-- Start --

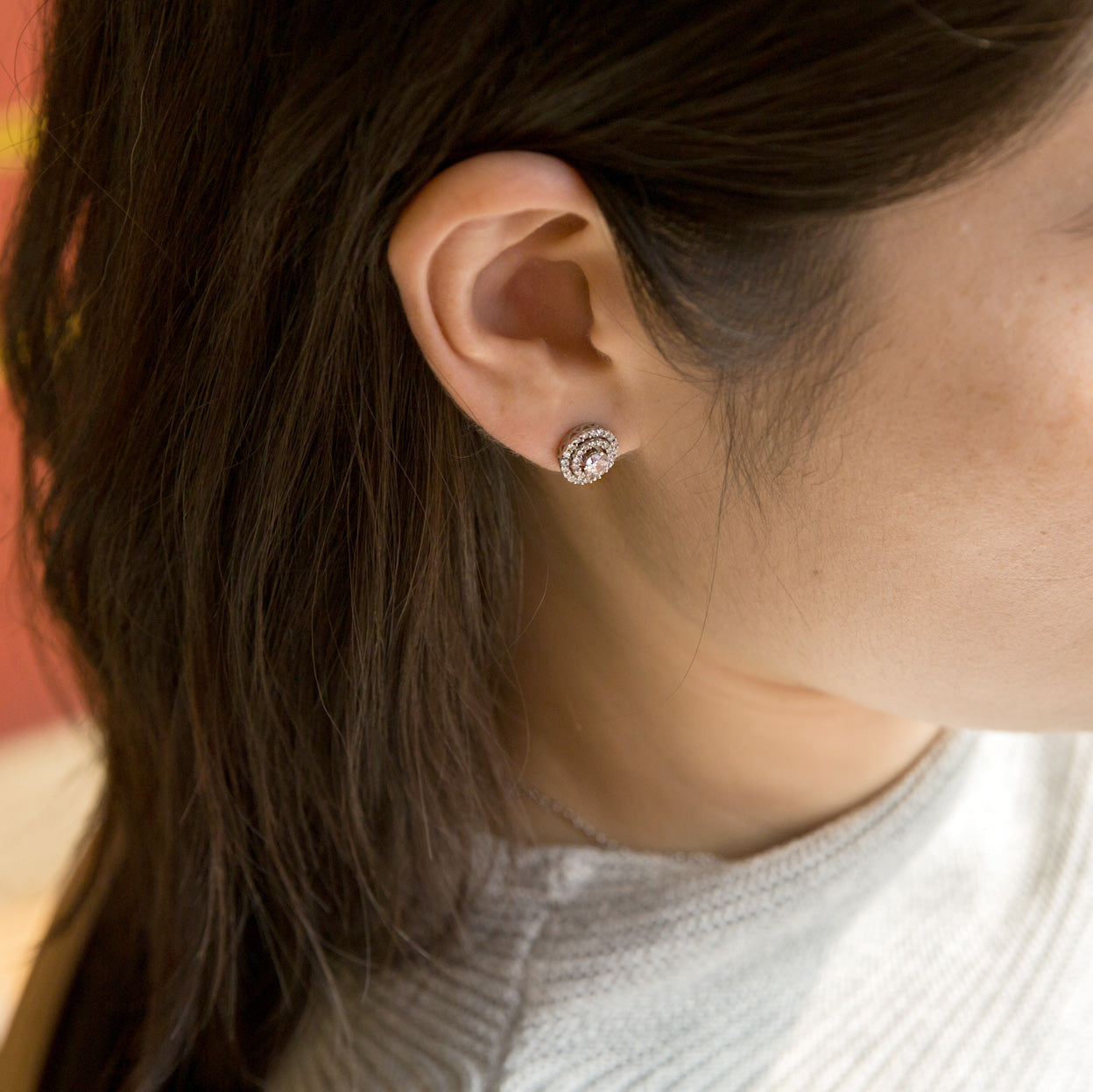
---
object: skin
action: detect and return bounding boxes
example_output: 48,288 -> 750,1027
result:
388,74 -> 1093,858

-- End --

WHAT YOU HAVE TO DO: Rewrite the lines of every item above as a numbered list, skipping blank lines. Leave the pictures out.

FULL SOLUTION:
1. ---
2. object: skin
3. action: detect and return bounding boxes
4. example_output: 48,288 -> 750,1027
5. result:
6. 388,74 -> 1093,858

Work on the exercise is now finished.